- _PROBLEM_
Transcribe everything in the data word for word. Pictures are left out.
┌──
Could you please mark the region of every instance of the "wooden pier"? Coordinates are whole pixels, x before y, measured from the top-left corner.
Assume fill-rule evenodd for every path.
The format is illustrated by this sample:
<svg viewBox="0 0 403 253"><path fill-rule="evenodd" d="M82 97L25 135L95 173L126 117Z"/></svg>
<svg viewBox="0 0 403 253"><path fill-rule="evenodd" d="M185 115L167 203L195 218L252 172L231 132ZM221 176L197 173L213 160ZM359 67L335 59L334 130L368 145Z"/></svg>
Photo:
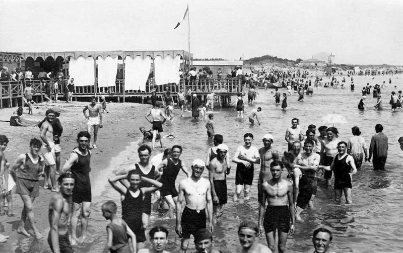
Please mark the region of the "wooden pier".
<svg viewBox="0 0 403 253"><path fill-rule="evenodd" d="M46 81L49 84L51 81L55 82L56 80L46 80ZM196 94L198 97L201 96L203 98L203 101L205 101L205 96L209 94L209 91L213 90L219 97L218 102L220 103L220 105L223 106L226 105L227 101L225 98L236 95L241 91L241 80L236 78L206 78L192 81L181 79L179 83L168 83L161 86L156 86L155 83L154 78L149 79L146 85L146 91L141 92L125 91L124 80L117 79L115 86L107 88L98 87L96 81L93 86L75 87L73 99L89 101L89 98L93 96L98 97L104 96L107 100L125 103L127 99L137 98L141 98L141 103L143 104L151 99L151 91L154 89L156 90L157 96L161 97L165 87L168 87L172 95L176 97L180 88L183 88L185 92L187 89L190 88L192 94ZM58 97L60 100L65 98L67 80L62 80L58 85ZM39 80L34 80L31 81L31 87L34 94L34 101L43 103L45 95L43 83ZM25 83L23 81L0 81L0 109L23 106L24 89ZM52 91L50 96L53 95L53 91Z"/></svg>

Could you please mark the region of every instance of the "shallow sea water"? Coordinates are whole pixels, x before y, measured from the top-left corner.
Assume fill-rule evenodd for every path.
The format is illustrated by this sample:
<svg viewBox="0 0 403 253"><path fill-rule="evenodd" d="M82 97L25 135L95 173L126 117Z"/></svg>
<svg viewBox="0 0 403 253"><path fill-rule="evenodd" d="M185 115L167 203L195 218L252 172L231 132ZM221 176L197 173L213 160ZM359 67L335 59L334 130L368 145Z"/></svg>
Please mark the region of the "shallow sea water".
<svg viewBox="0 0 403 253"><path fill-rule="evenodd" d="M345 76L347 83L350 77ZM259 96L253 106L245 105L245 118L237 119L236 112L231 108L215 108L214 126L216 133L221 134L224 143L229 147L229 155L232 157L237 147L243 143L243 135L251 132L254 135L253 144L258 147L262 146L261 139L265 133L274 136L273 146L281 153L287 150L284 140L286 128L291 125L293 118L300 120L303 131L310 124L317 127L323 125L321 118L328 114L334 113L344 116L348 123L335 124L340 132L339 139L347 141L352 136L351 129L354 126L360 127L362 136L369 145L371 136L375 134L375 125L383 125L384 133L389 138L389 152L384 172L375 172L372 170L372 163L364 163L361 170L353 178L352 205L336 205L333 200L332 190L323 187L323 180L319 180L319 187L315 200L315 209L307 210L303 213L305 222L297 222L296 232L289 236L287 251L291 252L312 252L312 232L319 227L325 227L333 233L331 248L335 252L402 252L403 251L403 232L401 229L401 217L403 214L403 204L400 201L403 188L403 176L400 162L402 151L397 143L401 135L401 109L391 112L388 104L390 92L393 87L403 90L403 75L354 76L356 91L350 89L332 88L315 89L314 96L305 96L304 102L298 102L298 96L293 94L288 97L288 108L286 112L281 110L280 106L276 105L273 97L273 90L257 89ZM389 78L392 85L387 83ZM342 78L338 77L341 81ZM326 78L324 81L327 81ZM373 86L381 85L386 81L387 88L382 89L383 97L383 111L376 111L373 105L376 99L372 95L367 96L366 103L369 109L364 112L357 109L357 106L361 98L361 89L367 82ZM285 92L285 90L282 90ZM235 98L232 98L233 102ZM262 112L259 115L262 124L260 126L251 126L247 121L248 113L253 108L260 106ZM190 170L191 161L200 158L204 160L207 149L213 145L212 141L207 139L205 125L206 121L193 120L190 113L185 117L179 118L178 110L174 112L175 118L172 122L164 126L164 133L171 133L177 136L173 139L165 141L166 146L180 144L183 147L181 158ZM331 126L328 125L328 126ZM106 241L105 226L106 221L102 216L100 209L102 203L107 200L113 200L120 208L119 196L107 183L107 178L111 177L112 171L118 166L121 168L130 166L138 160L137 149L138 143L132 142L126 147L119 155L111 161L109 167L101 173L91 175L92 187L99 193L93 197L94 204L89 226L90 236L93 243L80 246L77 252L98 252L104 246ZM162 149L156 149L154 154ZM255 177L251 191L251 199L243 204L236 204L232 200L235 190L236 164L232 164L231 174L227 179L228 203L224 214L215 227L214 233L215 247L223 252L235 252L239 245L237 231L239 222L249 219L257 222L258 205L257 203L257 181L259 166L255 166ZM283 176L285 176L285 172ZM203 176L208 178L208 172L205 171ZM185 175L181 172L176 181L176 184ZM93 192L95 191L93 191ZM120 214L120 213L119 213ZM95 224L102 224L97 227ZM175 220L167 218L166 214L153 213L150 219L149 228L155 225L162 225L168 228L169 242L166 249L177 252L180 238L174 231ZM147 230L147 232L148 230ZM147 236L147 237L148 236ZM260 236L260 242L266 244L265 238ZM194 248L192 241L189 248ZM276 249L277 251L277 249Z"/></svg>

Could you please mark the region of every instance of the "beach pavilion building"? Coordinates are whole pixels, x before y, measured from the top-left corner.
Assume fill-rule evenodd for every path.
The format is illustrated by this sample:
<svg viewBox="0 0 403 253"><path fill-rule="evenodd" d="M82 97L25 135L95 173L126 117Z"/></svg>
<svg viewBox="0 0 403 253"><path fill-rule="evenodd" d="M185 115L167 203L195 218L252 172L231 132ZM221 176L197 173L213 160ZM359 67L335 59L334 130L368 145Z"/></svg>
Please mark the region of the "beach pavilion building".
<svg viewBox="0 0 403 253"><path fill-rule="evenodd" d="M7 53L13 55L16 59L16 64L23 71L30 68L35 77L41 69L47 73L51 71L55 77L56 73L62 73L64 77L59 85L59 97L65 93L68 76L74 79L76 99L103 95L107 99L117 102L121 99L124 102L127 99L136 98L140 98L143 102L151 96L152 90L155 90L157 95L161 96L166 87L174 94L180 87L184 89L189 86L193 86L192 91L197 90L197 83L186 82L181 70L181 68L186 70L193 63L193 55L185 50ZM223 95L236 94L238 80L223 82L220 82L219 92ZM204 95L217 82L214 80L204 82L206 87L199 89L199 93ZM38 78L33 81L33 90L37 95L34 99L37 102L43 101L43 86ZM3 92L0 94L0 107L3 108L5 101L10 107L13 106L13 101L14 106L21 104L19 101L22 101L23 81L3 81L0 83L0 91Z"/></svg>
└──
- _REPLY_
Could you please mark the region of every instance of the "wooden pier"? Coordinates are whole pixels, x before y, measured from the top-left corner.
Assume fill-rule evenodd for every path.
The format is illustrated by this sample:
<svg viewBox="0 0 403 253"><path fill-rule="evenodd" d="M82 97L25 135L95 173L126 117Z"/></svg>
<svg viewBox="0 0 403 253"><path fill-rule="evenodd" d="M185 115L167 203L195 218L252 172L231 132ZM221 176L197 173L213 160ZM359 67L335 59L334 130L368 145Z"/></svg>
Photo:
Please mark the region of the "wooden pier".
<svg viewBox="0 0 403 253"><path fill-rule="evenodd" d="M46 81L49 84L51 81L55 82L56 80L46 80ZM196 94L198 97L201 96L203 98L203 101L205 101L205 96L209 94L209 91L213 90L219 97L218 102L220 103L220 105L223 106L226 105L227 101L225 98L236 95L241 91L241 80L236 78L206 78L192 81L181 79L179 83L168 83L161 86L156 86L155 83L154 78L149 79L146 85L146 91L141 92L125 91L124 80L117 79L115 86L107 88L98 87L96 81L93 86L75 87L73 99L89 101L89 98L93 96L98 97L104 96L107 100L125 103L127 99L137 98L141 98L141 103L143 104L151 99L151 91L154 89L156 90L157 96L161 97L165 87L168 87L172 95L176 97L180 88L183 88L185 92L187 89L190 88L192 94ZM58 97L60 100L65 98L67 80L62 80L58 85ZM39 80L34 80L31 81L31 87L34 94L34 101L43 103L45 95L43 83ZM25 83L23 81L0 81L0 109L23 106L24 89ZM52 91L50 96L53 95L53 91Z"/></svg>

Could you please mark the region of every instance of the "shallow sea water"? Coordinates are whole pixels, x before y, measured from the top-left corner.
Assume fill-rule evenodd for every path.
The format is illustrated by this sample:
<svg viewBox="0 0 403 253"><path fill-rule="evenodd" d="M82 97L25 135L95 173L126 117Z"/></svg>
<svg viewBox="0 0 403 253"><path fill-rule="evenodd" d="M185 115L167 203L195 218L252 172L231 132ZM221 176L197 173L213 160ZM359 67L335 59L334 130L368 145Z"/></svg>
Please mark the region of the "shallow sea water".
<svg viewBox="0 0 403 253"><path fill-rule="evenodd" d="M345 76L347 83L350 77ZM259 96L253 106L245 105L245 118L237 119L236 112L231 108L215 108L214 126L216 133L221 134L224 143L229 147L229 155L232 157L237 147L243 143L243 135L251 132L254 135L253 144L258 147L262 146L261 139L265 133L274 136L273 146L281 153L287 150L284 140L286 128L291 125L293 118L300 120L303 131L310 124L317 127L323 125L321 118L328 114L334 113L344 116L348 123L335 124L340 132L339 139L347 141L352 136L351 129L354 126L360 127L362 136L369 145L371 136L375 134L375 125L383 125L384 133L389 138L389 152L384 172L375 172L372 170L372 163L364 163L361 170L353 178L352 205L336 205L333 200L332 190L323 187L323 180L319 180L319 187L315 200L315 209L307 210L303 213L305 222L297 222L296 232L289 236L287 251L291 252L312 252L312 232L319 227L325 227L333 233L331 248L335 252L402 252L403 251L403 232L401 229L401 217L403 214L403 204L400 201L403 188L403 176L400 162L402 151L397 143L401 135L401 109L391 112L388 104L390 92L393 87L403 90L403 75L354 76L356 91L350 89L332 88L315 89L314 96L305 96L304 102L298 102L298 96L293 94L288 97L288 108L286 112L281 110L280 106L276 105L273 97L273 90L257 89ZM389 78L392 85L387 83ZM342 78L338 77L341 81ZM326 78L324 81L327 81ZM373 86L381 85L386 81L387 88L382 89L383 97L383 111L376 111L373 105L376 99L372 95L367 96L366 103L369 109L364 112L357 109L357 106L361 98L361 89L367 82ZM285 92L285 90L282 90ZM235 98L232 98L233 102ZM262 112L259 115L262 124L260 126L251 126L247 121L248 113L253 108L260 106ZM190 170L191 161L200 158L204 160L207 149L213 145L212 141L207 139L205 125L206 121L193 120L190 113L185 117L179 118L178 110L174 112L175 118L172 122L164 126L164 133L171 133L177 136L173 139L165 141L166 146L180 144L183 147L181 158ZM331 126L328 125L328 126ZM106 241L105 226L106 221L102 216L100 209L102 203L107 200L113 200L120 208L119 196L107 183L107 178L111 177L112 171L118 166L121 168L130 166L138 160L137 149L138 143L132 142L126 147L119 155L111 161L109 167L101 173L91 175L92 187L99 193L93 197L94 204L89 226L90 236L93 243L80 246L77 252L98 252L104 246ZM162 149L156 149L154 154ZM255 177L251 191L251 199L243 204L236 204L232 200L235 190L236 164L232 164L231 174L227 179L228 203L224 214L215 227L214 233L215 247L223 252L235 252L239 245L237 231L239 222L249 219L257 222L258 205L257 203L257 181L259 166L255 166ZM283 176L285 176L285 172ZM203 176L208 178L208 172L205 171ZM185 175L181 172L176 181L176 184ZM93 192L95 191L93 191ZM120 214L120 213L119 213ZM95 224L102 224L97 227ZM175 220L167 218L166 214L153 213L150 219L149 228L155 225L162 225L168 228L169 242L166 249L177 252L180 238L174 231ZM147 230L147 232L148 230ZM147 236L147 237L148 236ZM260 236L260 242L266 244L265 238ZM194 248L192 241L189 248ZM276 249L277 251L277 249Z"/></svg>

Could you please mark the region of every instance of the "beach pavilion building"? Coordinates are whole pixels, x before y, measured from the top-left corner.
Assume fill-rule evenodd for every path.
The format is illustrated by this sample:
<svg viewBox="0 0 403 253"><path fill-rule="evenodd" d="M82 97L25 135L95 173L126 117Z"/></svg>
<svg viewBox="0 0 403 253"><path fill-rule="evenodd" d="M185 115L167 203L195 218L252 172L231 132ZM221 176L197 173L213 160ZM359 67L335 59L334 130L368 145Z"/></svg>
Please mark the region of the "beach pavilion building".
<svg viewBox="0 0 403 253"><path fill-rule="evenodd" d="M7 53L13 55L16 59L16 64L23 71L30 68L35 77L41 69L47 73L51 71L55 77L56 73L62 73L64 77L59 85L59 97L65 93L68 76L74 79L76 99L103 95L107 99L117 102L121 99L124 102L127 99L136 98L140 98L143 102L151 96L152 90L155 90L157 95L161 96L166 87L174 94L180 87L184 89L189 86L193 86L192 91L197 90L197 83L186 82L181 70L181 68L186 70L193 63L193 55L185 50ZM223 95L236 94L238 80L223 82L220 82L219 92ZM204 95L217 82L214 80L204 82L206 87L199 89L199 93ZM38 78L33 81L33 90L37 95L34 99L37 102L43 101L43 86ZM3 92L0 94L0 107L3 108L5 101L10 107L13 106L13 101L14 106L21 104L19 101L22 101L23 81L3 81L0 83L0 91Z"/></svg>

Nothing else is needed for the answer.